** Opening Extract block **
Mass shooting in Toronto, Canada

On March 7, 2025, 12 people were wounded in a shooting at the Piper Arms Pub, a local pub in the Scarborough district of Toronto, Ontario, Canada. Three masked gunmen carried out the attacks during the pub's opening night just after 10:30 p.m. EST.

Toronto Police superintendent Paul McIntyre said two gunmen had handguns, and one had a semi-automatic sporting rifle.

==Shooting==
During the opening night of the Piper Arms Pub on the evening of March 7, 2025, three masked gunmen entered the pub with an AK-47 style carbine and handguns, while they "opened fire indiscriminately on the people sitting inside." The shooting was reported at 10:39 pm EST. The suspects then entered a vehicle and drove away.

==Victims==
The shooting left 12 people injured. 9 victims were struck by gunfire, including an off-duty TTC bus driver, who was shot six times in the legs and groin, while three were injured by other means including by flying glass. No injuries have been reported to be life threatening, but some were described as "life-altering".

==Arrests==
On June 4, three Toronto citizens identified as 19-year-old Sheldon Gordon, 19-year-old Juevar Griffith and 22-year-old Kayjean Morrison were arrested and charged. Gordon was also charged in connection with shooting incidents that took place over the span of a few hours on March 4.

==Reactions==
Ontario premier Doug Ford was briefed on the incident and said he will work and assist to have the suspects found and brought to justice.
** Closing Extract block **
▸ Brief
Write out the Toronto pub shooting article word for word from "Mass shooting in" to "semi-automatic sporting rifle.".
** Opening Raw data block **
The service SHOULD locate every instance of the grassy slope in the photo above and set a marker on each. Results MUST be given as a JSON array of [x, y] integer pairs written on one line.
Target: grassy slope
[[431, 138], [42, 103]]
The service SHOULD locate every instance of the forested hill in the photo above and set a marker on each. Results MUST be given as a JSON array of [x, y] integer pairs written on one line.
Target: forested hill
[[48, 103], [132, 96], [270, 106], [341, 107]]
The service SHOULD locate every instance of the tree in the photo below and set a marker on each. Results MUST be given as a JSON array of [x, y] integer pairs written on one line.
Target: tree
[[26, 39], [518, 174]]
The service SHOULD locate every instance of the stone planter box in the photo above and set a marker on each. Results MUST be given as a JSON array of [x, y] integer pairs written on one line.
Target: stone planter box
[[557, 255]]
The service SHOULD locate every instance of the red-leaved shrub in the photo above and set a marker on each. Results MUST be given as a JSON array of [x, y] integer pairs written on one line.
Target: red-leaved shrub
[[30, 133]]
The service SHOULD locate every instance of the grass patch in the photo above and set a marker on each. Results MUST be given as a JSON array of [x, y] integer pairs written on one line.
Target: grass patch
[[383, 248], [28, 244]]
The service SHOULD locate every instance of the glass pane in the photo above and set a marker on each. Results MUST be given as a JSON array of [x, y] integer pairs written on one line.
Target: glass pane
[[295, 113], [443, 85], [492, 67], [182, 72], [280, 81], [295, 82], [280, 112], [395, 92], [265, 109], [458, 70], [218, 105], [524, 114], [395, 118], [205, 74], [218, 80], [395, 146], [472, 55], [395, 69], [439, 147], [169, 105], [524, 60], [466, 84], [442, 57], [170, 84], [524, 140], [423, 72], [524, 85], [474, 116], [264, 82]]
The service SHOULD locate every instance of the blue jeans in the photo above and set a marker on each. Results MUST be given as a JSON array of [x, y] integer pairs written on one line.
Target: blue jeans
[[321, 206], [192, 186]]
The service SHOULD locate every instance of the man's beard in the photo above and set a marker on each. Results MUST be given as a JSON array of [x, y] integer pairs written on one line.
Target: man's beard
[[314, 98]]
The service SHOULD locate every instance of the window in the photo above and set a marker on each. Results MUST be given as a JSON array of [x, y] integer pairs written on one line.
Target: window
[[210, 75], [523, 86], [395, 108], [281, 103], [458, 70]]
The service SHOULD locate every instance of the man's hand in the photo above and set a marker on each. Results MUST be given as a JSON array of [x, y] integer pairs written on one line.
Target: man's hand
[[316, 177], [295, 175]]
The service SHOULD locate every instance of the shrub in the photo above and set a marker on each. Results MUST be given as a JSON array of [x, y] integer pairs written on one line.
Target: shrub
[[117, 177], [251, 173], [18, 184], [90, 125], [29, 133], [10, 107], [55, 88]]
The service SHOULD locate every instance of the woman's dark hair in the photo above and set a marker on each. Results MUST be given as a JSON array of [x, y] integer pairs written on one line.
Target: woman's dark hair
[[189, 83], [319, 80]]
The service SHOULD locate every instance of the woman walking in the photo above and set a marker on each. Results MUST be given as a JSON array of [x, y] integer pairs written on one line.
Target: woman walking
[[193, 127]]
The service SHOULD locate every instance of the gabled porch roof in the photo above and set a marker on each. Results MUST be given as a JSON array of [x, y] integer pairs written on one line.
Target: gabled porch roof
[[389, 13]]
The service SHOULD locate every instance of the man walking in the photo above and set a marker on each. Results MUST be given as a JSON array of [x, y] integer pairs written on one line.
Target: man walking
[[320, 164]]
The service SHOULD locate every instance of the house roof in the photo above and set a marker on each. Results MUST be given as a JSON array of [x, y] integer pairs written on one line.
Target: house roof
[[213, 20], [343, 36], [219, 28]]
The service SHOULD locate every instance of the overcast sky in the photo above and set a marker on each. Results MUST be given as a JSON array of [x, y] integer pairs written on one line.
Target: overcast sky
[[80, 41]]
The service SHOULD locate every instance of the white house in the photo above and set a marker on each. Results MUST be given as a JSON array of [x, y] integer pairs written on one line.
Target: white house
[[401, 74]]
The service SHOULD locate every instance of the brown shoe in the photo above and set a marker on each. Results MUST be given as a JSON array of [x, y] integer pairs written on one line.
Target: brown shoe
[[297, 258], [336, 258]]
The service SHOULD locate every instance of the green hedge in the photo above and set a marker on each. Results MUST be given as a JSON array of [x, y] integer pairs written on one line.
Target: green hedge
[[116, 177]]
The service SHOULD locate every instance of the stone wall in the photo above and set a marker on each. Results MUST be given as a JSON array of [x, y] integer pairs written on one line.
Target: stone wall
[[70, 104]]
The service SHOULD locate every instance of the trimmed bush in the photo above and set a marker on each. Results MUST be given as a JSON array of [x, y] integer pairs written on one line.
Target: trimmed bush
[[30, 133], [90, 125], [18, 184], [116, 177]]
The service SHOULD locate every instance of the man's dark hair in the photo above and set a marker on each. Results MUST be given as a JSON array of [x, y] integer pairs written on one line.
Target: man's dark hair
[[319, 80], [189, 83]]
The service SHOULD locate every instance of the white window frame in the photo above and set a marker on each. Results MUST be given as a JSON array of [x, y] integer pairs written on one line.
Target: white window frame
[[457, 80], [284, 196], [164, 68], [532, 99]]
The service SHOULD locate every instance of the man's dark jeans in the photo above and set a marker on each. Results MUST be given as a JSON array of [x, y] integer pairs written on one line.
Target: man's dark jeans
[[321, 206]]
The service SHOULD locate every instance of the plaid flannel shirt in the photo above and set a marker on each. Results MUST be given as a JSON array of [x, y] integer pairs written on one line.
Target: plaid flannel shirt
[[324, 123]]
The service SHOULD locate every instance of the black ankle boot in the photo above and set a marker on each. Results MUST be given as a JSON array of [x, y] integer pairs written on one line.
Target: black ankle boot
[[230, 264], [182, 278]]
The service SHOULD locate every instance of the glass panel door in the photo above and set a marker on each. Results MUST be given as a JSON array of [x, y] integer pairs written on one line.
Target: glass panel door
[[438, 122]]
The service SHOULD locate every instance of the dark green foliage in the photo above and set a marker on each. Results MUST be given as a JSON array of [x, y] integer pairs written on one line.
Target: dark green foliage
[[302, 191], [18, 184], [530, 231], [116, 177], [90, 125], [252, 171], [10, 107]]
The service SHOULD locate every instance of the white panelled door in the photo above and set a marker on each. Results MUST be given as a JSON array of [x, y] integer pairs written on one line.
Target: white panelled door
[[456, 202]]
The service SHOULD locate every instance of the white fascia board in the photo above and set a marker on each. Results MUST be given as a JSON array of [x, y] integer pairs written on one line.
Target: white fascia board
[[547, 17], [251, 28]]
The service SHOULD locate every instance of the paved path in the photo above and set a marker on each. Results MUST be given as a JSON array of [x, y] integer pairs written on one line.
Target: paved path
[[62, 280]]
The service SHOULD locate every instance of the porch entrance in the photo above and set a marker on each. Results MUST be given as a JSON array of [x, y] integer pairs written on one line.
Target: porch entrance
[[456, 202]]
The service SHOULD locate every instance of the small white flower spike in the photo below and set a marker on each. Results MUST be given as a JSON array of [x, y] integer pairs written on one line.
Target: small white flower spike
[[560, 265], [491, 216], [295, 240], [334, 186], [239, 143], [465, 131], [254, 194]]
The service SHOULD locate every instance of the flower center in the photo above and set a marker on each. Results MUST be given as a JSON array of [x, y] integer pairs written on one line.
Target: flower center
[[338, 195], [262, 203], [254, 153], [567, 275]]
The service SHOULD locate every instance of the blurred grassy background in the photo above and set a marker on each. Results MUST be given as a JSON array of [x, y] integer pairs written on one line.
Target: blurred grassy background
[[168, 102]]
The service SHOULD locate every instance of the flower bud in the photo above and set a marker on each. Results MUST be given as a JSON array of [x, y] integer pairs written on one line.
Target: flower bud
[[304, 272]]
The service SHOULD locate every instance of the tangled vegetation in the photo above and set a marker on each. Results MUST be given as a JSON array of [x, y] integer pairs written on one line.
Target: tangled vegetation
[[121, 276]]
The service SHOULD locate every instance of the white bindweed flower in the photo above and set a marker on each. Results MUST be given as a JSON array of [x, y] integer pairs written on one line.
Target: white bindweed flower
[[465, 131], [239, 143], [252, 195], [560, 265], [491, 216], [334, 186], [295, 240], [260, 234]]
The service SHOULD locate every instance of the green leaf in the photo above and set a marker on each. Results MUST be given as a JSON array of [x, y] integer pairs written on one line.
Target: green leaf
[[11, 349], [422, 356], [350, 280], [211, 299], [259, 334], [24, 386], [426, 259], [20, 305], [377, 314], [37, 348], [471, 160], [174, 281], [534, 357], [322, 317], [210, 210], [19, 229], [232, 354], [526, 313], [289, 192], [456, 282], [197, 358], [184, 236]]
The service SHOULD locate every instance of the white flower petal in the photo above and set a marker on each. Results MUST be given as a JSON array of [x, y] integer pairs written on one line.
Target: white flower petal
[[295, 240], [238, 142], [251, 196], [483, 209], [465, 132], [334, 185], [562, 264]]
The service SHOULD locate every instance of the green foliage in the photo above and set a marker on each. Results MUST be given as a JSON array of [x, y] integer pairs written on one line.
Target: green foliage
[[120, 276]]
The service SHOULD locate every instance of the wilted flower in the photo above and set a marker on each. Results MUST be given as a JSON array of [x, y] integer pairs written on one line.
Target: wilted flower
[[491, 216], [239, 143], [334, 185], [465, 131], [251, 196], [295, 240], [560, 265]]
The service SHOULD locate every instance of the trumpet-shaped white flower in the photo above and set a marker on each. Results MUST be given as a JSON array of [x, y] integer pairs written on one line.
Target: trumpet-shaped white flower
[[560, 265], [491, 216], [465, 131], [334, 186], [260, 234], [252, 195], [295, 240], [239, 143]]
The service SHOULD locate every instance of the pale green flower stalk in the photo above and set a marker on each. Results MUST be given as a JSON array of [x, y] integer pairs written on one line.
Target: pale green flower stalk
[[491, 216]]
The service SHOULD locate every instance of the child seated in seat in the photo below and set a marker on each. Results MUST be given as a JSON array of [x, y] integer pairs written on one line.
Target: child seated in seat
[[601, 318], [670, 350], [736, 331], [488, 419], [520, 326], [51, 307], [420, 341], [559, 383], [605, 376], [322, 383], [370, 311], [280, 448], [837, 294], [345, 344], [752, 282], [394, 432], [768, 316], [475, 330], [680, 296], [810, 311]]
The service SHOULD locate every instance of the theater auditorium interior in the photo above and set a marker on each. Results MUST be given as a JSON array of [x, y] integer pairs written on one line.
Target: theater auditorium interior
** Closing Raw data block **
▸ Exercise output
Mass shooting in Toronto, Canada

On March 7, 2025, 12 people were wounded in a shooting at the Piper Arms Pub, a local pub in the Scarborough district of Toronto, Ontario, Canada. Three masked gunmen carried out the attacks during the pub's opening night just after 10:30 p.m. EST.

Toronto Police superintendent Paul McIntyre said two gunmen had handguns, and one had a semi-automatic sporting rifle.